# start of DOCUMENT SEGMENT

Also I’m left handed so all of this is backwards.

I wore that tourniquet of a harness, an umbilical between me and my happy daughter, the whole lesson. I shook and sweated, I tried to think of who I could hire to take my place, until that made me ashamed of myself. My mom never refused a field trip hike or bike ride or a swim in the lake with me just cuz SHE was fat. I began to notice how hard LE was tackling that wall. I started shouting the color of the next pocket she should put her foot on.  LE did good that first day.

I huffed up to Instructor Nick after LE was unharnessed.

“Two things. I need a bigger harness tomorrow. I need you to reteach me everything you taught me today because I don’t understand hand-eye stuff well. And I need you to get this damn thing off me because I can’t find the buckles.” That was three things, I guess.

# end of DOCUMENT SEGMENT

ACTIONS TO TAKE:
[1] In the climbing lesson account, what did the narrator start shouting to LE while she climbed?
[2] Go on with the climbing lesson account from where it stops.

# start of SOURCE MATERIAL

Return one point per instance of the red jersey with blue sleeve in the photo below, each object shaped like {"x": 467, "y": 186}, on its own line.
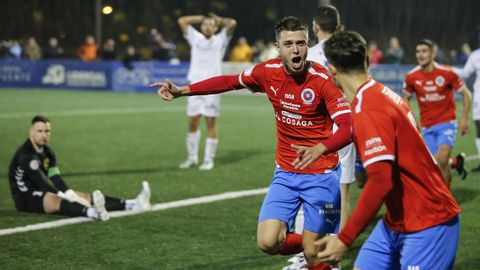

# end of SOURCE MATERIAL

RESULTS IN ORDER:
[1] The color of the next pocket she should put her foot on.

[2]
I got the bigger harness, and kept relearning the hand work. Thursday, during her fourth lesson, my seven year old daughter climbed, inch by inch and foot by foot, the entire height of the university’s 40 foot climbing wall. A wall built for college kids at the peak of their physical boldness. My 50lb daughter scrabbled up that wall like a chirpy little spider, running her mouth the whole way and fearlessly taking dangling rests three stories off the ground in complete trust that her mama would keep her safe on the other end. She did it. I got to be part of it.

Almost there.

LE, almost there!

You can’t expect your kid to have courage and withstand healthy discomfort if you don’t model it. Dammit.

This is going to happen. A lot.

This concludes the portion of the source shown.